**EXERCISE OBJECTIVE**:
Copy all lines containing the string "instance" from the records below.

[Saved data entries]
==============================
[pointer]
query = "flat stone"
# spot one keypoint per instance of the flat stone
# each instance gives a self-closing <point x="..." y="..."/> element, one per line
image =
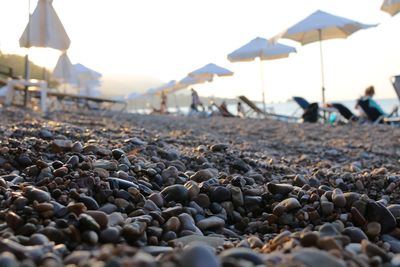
==============================
**THE ANSWER**:
# spot one keypoint per instance of the flat stone
# each instance gives a self-closing <point x="..." y="..."/> element, one per line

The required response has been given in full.